## Prompt
From the line that includes "segment --target scrubland" to the last line of the data, quote each line precisely; both boundary lines belong in the answer.

(Boundary annotation records)
----
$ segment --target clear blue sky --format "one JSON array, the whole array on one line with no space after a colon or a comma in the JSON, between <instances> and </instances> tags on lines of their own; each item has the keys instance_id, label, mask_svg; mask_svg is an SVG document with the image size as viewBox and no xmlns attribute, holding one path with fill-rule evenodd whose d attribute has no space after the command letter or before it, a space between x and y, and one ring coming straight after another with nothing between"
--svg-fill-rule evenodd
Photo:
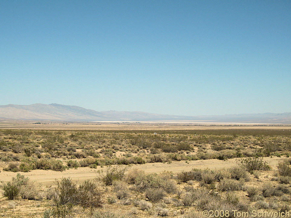
<instances>
[{"instance_id":1,"label":"clear blue sky","mask_svg":"<svg viewBox=\"0 0 291 218\"><path fill-rule=\"evenodd\" d=\"M0 105L291 112L291 1L0 1Z\"/></svg>"}]
</instances>

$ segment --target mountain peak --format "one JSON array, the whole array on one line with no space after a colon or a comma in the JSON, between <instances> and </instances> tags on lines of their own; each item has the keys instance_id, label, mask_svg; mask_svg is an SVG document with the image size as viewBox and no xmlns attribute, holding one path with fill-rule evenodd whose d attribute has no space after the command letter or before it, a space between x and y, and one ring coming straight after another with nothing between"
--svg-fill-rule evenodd
<instances>
[{"instance_id":1,"label":"mountain peak","mask_svg":"<svg viewBox=\"0 0 291 218\"><path fill-rule=\"evenodd\" d=\"M181 116L112 110L99 112L77 106L55 103L0 105L0 117L7 120L79 122L191 120L196 123L203 121L212 123L291 123L290 113Z\"/></svg>"}]
</instances>

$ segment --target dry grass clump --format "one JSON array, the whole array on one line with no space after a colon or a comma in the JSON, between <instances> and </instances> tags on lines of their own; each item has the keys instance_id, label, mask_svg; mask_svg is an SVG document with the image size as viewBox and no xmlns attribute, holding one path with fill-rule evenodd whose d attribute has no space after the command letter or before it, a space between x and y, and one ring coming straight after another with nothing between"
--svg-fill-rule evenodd
<instances>
[{"instance_id":1,"label":"dry grass clump","mask_svg":"<svg viewBox=\"0 0 291 218\"><path fill-rule=\"evenodd\" d=\"M41 198L40 190L35 183L19 173L16 177L12 178L12 181L3 184L2 188L4 196L8 200L17 199L19 197L29 200Z\"/></svg>"},{"instance_id":2,"label":"dry grass clump","mask_svg":"<svg viewBox=\"0 0 291 218\"><path fill-rule=\"evenodd\" d=\"M146 197L152 202L157 202L165 196L164 190L161 188L149 188L146 190Z\"/></svg>"},{"instance_id":3,"label":"dry grass clump","mask_svg":"<svg viewBox=\"0 0 291 218\"><path fill-rule=\"evenodd\" d=\"M223 179L219 182L217 188L222 191L238 191L241 190L244 182L243 180L237 181L231 179Z\"/></svg>"},{"instance_id":4,"label":"dry grass clump","mask_svg":"<svg viewBox=\"0 0 291 218\"><path fill-rule=\"evenodd\" d=\"M95 211L88 216L90 218L130 218L132 216L128 213L124 214L121 211Z\"/></svg>"},{"instance_id":5,"label":"dry grass clump","mask_svg":"<svg viewBox=\"0 0 291 218\"><path fill-rule=\"evenodd\" d=\"M172 175L168 172L159 175L153 174L146 175L144 172L138 175L135 182L137 188L143 191L148 188L160 188L167 193L173 193L177 189L175 183L171 179Z\"/></svg>"},{"instance_id":6,"label":"dry grass clump","mask_svg":"<svg viewBox=\"0 0 291 218\"><path fill-rule=\"evenodd\" d=\"M142 210L149 211L152 207L152 204L150 202L141 200L138 203L139 206Z\"/></svg>"},{"instance_id":7,"label":"dry grass clump","mask_svg":"<svg viewBox=\"0 0 291 218\"><path fill-rule=\"evenodd\" d=\"M241 162L249 172L254 170L269 170L270 169L267 162L263 161L262 158L249 157L242 160Z\"/></svg>"},{"instance_id":8,"label":"dry grass clump","mask_svg":"<svg viewBox=\"0 0 291 218\"><path fill-rule=\"evenodd\" d=\"M102 181L106 185L111 185L114 180L121 180L124 177L127 169L126 166L120 165L108 166L104 171L99 170Z\"/></svg>"},{"instance_id":9,"label":"dry grass clump","mask_svg":"<svg viewBox=\"0 0 291 218\"><path fill-rule=\"evenodd\" d=\"M230 174L230 178L232 179L237 180L243 179L247 181L250 180L247 169L243 166L235 166L229 168L227 171Z\"/></svg>"},{"instance_id":10,"label":"dry grass clump","mask_svg":"<svg viewBox=\"0 0 291 218\"><path fill-rule=\"evenodd\" d=\"M79 205L84 207L102 205L103 193L94 181L87 180L78 187L70 178L64 178L56 184L53 200L57 205Z\"/></svg>"},{"instance_id":11,"label":"dry grass clump","mask_svg":"<svg viewBox=\"0 0 291 218\"><path fill-rule=\"evenodd\" d=\"M118 199L123 199L128 195L128 188L126 183L123 181L114 180L112 182L113 191Z\"/></svg>"},{"instance_id":12,"label":"dry grass clump","mask_svg":"<svg viewBox=\"0 0 291 218\"><path fill-rule=\"evenodd\" d=\"M291 177L291 167L289 160L285 160L279 162L277 167L280 175Z\"/></svg>"},{"instance_id":13,"label":"dry grass clump","mask_svg":"<svg viewBox=\"0 0 291 218\"><path fill-rule=\"evenodd\" d=\"M247 193L248 196L251 200L253 201L258 199L259 194L260 194L260 190L257 188L253 186L249 186L247 188Z\"/></svg>"}]
</instances>

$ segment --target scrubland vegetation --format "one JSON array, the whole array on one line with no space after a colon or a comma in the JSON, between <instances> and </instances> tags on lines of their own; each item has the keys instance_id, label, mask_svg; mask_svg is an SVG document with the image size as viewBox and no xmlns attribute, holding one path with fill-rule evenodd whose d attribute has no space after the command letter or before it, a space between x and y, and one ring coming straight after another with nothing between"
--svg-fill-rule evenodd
----
## Final result
$ segment --target scrubland vegetation --format "one JSON array, the whole array on one line with no space after a colon or a comma in the JSON, between <instances> and </instances> tags on lines of their own; each item has the keys instance_id, label, mask_svg; mask_svg is an SVG document with the image size as viewBox and no xmlns attribute, holding one path with fill-rule evenodd whose d attribute has no space after the command letter or before it, a space between x and y, and one ring coming straight after another with nothing between"
--svg-fill-rule evenodd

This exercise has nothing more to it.